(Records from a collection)
-------------------------

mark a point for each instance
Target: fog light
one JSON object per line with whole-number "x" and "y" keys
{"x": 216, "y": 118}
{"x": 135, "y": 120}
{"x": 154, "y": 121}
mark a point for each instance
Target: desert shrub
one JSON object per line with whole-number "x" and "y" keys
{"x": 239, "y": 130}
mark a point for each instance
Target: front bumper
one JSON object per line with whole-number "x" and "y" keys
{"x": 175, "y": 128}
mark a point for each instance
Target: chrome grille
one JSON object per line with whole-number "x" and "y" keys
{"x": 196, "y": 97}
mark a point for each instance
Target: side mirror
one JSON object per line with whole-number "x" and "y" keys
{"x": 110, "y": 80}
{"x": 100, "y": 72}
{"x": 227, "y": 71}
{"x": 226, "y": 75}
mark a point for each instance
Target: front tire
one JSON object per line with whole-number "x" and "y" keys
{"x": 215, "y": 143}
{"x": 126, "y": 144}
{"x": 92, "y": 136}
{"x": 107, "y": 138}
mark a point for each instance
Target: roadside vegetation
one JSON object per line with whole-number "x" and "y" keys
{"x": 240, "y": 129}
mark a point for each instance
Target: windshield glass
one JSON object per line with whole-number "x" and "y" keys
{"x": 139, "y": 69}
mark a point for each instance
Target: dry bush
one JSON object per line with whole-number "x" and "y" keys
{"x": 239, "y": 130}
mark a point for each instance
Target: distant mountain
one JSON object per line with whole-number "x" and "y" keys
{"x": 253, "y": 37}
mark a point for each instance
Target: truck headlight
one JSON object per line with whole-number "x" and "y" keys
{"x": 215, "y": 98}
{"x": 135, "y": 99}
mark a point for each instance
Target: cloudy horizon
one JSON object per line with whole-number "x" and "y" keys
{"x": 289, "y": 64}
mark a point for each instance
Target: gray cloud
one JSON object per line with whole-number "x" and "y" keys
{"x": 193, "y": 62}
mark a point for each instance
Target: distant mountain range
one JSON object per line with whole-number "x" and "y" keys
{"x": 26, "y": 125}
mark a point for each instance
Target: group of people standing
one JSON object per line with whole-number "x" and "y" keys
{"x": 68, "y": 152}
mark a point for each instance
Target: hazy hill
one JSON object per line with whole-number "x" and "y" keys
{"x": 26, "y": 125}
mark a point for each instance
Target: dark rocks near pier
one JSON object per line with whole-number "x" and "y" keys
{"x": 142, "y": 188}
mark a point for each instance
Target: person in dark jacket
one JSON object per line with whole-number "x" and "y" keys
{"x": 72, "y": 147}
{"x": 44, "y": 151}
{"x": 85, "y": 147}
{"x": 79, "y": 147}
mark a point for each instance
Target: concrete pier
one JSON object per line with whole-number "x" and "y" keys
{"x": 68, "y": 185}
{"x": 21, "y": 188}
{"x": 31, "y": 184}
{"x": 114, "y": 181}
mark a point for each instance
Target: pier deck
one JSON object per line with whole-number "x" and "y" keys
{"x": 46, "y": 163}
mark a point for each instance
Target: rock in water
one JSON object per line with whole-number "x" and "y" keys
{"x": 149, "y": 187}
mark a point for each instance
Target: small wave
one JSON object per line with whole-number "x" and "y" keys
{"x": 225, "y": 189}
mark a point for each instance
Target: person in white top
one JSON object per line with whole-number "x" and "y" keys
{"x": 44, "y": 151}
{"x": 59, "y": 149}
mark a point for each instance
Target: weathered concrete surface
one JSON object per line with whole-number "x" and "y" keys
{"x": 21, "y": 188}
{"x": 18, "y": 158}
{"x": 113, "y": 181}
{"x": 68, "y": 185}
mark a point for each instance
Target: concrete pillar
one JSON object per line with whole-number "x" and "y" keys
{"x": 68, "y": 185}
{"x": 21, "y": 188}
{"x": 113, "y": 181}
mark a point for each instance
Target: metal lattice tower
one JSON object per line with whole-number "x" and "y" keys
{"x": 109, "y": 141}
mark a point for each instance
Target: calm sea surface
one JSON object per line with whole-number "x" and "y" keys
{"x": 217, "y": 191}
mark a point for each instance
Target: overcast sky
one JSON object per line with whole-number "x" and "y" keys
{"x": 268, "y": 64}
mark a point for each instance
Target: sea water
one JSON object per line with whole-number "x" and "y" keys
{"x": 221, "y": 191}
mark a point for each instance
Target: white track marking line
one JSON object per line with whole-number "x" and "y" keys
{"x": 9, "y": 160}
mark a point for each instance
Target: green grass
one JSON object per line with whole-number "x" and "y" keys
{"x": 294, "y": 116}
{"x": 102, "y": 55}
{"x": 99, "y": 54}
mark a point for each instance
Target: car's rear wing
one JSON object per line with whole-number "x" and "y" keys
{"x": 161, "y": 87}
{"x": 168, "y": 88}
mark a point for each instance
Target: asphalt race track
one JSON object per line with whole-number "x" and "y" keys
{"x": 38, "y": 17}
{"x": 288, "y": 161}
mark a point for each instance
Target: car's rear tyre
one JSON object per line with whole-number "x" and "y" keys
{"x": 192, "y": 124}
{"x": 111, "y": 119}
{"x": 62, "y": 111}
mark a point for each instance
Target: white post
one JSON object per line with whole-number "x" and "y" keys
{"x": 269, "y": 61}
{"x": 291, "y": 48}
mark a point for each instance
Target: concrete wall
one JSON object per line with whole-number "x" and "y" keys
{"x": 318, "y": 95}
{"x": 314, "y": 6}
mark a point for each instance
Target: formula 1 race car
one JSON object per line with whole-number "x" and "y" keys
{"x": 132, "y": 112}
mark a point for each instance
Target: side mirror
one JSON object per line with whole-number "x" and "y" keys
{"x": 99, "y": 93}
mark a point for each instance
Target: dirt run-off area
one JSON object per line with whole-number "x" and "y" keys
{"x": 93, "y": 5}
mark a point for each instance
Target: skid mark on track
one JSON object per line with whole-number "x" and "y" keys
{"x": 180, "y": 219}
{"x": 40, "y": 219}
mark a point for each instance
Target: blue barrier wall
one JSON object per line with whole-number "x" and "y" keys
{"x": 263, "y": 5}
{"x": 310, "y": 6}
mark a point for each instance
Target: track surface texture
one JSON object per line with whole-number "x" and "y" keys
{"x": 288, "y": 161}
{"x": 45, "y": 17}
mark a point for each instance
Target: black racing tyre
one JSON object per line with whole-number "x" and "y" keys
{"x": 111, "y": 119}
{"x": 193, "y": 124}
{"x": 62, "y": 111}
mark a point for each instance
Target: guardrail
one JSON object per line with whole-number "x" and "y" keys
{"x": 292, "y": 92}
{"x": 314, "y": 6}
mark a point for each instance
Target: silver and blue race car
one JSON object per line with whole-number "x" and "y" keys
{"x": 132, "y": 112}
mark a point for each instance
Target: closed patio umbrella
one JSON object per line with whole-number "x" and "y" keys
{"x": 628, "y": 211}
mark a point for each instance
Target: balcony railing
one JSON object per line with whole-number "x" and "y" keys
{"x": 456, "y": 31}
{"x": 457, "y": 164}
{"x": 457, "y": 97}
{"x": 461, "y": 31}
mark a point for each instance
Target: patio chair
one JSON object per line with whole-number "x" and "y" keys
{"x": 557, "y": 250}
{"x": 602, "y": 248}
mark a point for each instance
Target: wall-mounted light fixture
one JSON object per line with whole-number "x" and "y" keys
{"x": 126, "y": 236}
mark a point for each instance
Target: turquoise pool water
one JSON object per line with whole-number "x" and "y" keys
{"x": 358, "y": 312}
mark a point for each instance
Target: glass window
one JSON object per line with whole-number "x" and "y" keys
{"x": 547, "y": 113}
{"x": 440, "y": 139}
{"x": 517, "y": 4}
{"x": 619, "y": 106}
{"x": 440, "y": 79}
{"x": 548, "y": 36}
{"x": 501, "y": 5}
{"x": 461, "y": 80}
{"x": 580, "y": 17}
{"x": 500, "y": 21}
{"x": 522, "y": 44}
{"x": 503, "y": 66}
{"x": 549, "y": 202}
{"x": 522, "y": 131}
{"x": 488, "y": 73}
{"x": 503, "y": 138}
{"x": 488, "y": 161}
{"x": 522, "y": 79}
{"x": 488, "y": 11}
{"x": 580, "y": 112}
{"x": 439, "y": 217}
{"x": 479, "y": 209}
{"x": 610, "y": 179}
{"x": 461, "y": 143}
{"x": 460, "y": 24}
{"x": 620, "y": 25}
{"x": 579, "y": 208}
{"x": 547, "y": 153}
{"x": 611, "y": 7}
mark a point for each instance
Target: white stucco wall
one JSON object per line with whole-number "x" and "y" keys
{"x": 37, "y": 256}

-------------------------

Count the lines of the material above that contain the word "water", and give only the number.

3